## Begin Stored data

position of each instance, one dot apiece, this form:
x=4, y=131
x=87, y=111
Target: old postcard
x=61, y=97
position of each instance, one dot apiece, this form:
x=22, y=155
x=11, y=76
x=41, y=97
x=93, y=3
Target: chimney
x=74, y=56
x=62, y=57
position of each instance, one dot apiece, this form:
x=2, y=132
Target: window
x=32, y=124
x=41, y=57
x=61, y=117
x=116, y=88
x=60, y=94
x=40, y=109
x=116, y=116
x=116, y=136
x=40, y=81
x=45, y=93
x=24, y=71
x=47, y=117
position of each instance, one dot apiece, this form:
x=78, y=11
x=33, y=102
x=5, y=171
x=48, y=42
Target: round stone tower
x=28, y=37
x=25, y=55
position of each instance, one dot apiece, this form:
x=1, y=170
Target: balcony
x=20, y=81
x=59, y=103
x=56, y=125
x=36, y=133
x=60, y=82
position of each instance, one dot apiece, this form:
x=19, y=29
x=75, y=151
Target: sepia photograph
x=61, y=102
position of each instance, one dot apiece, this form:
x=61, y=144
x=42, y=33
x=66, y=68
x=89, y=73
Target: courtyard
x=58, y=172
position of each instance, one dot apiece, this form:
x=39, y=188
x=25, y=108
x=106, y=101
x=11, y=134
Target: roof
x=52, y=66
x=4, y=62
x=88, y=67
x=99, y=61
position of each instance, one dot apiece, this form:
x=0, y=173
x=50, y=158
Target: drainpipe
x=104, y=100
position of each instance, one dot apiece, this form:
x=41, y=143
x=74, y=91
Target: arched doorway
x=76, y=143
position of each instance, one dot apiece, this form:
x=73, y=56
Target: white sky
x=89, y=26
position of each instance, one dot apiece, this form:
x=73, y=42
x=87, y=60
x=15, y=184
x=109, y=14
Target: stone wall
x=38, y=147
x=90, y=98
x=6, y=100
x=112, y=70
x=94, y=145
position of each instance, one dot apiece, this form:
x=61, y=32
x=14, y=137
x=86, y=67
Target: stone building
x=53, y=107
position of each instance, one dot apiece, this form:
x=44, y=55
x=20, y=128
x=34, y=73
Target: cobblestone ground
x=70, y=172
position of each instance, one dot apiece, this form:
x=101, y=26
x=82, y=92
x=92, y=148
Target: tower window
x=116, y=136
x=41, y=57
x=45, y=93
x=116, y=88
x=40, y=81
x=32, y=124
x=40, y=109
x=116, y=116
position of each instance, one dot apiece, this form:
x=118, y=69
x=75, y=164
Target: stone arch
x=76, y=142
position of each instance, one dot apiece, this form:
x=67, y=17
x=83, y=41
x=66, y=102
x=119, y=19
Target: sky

## End Stored data

-- Written task --
Go through the records and print each one exactly.

-- Exercise result --
position of each instance, one dot apiece, this form:
x=4, y=131
x=87, y=111
Target: old postcard
x=61, y=97
position of each instance, one dot apiece, this form:
x=22, y=155
x=11, y=76
x=41, y=97
x=93, y=3
Target: chimney
x=74, y=56
x=62, y=57
position of each instance, one dot apiece, this form:
x=2, y=132
Target: window
x=32, y=124
x=41, y=57
x=61, y=117
x=116, y=88
x=60, y=94
x=40, y=109
x=116, y=116
x=116, y=136
x=40, y=81
x=45, y=93
x=24, y=71
x=47, y=117
position of each instance, one dot apiece, this form:
x=78, y=11
x=33, y=102
x=5, y=171
x=48, y=42
Target: round stone tower
x=28, y=37
x=25, y=55
position of each instance, one dot apiece, this form:
x=1, y=170
Target: balcony
x=20, y=81
x=59, y=103
x=56, y=125
x=36, y=133
x=60, y=82
position of each instance, one dot apiece, this form:
x=19, y=29
x=75, y=151
Target: sepia photograph
x=61, y=102
position of each instance, one dot apiece, this form:
x=61, y=144
x=42, y=33
x=66, y=68
x=89, y=73
Target: courtyard
x=58, y=172
position of each instance, one dot apiece, this form:
x=39, y=188
x=25, y=108
x=106, y=101
x=11, y=134
Target: roof
x=52, y=66
x=4, y=62
x=88, y=67
x=99, y=61
position of each instance, one dot apiece, this form:
x=0, y=173
x=50, y=158
Target: drainpipe
x=104, y=100
position of each instance, one dot apiece, this form:
x=41, y=143
x=74, y=91
Target: arched doorway
x=76, y=143
position of each instance, one dot apiece, this form:
x=73, y=56
Target: white sky
x=89, y=26
position of each instance, one dot apiece, this form:
x=73, y=42
x=87, y=60
x=15, y=184
x=109, y=14
Target: stone wall
x=38, y=147
x=90, y=98
x=6, y=100
x=112, y=70
x=94, y=145
position of each instance, one dot apiece, this form:
x=61, y=32
x=14, y=137
x=86, y=67
Target: stone building
x=53, y=107
position of each instance, one dot apiece, this form:
x=44, y=55
x=20, y=128
x=34, y=73
Target: cobblestone ground
x=70, y=172
position of each instance, one dot apiece, this form:
x=101, y=26
x=82, y=92
x=92, y=148
Target: tower window
x=116, y=136
x=41, y=57
x=45, y=93
x=116, y=88
x=40, y=81
x=32, y=124
x=40, y=109
x=116, y=116
position of each instance, one dot apiece, this form:
x=118, y=69
x=75, y=164
Target: stone arch
x=76, y=142
position of each instance, one dot apiece, this form:
x=67, y=17
x=83, y=41
x=66, y=102
x=119, y=19
Target: sky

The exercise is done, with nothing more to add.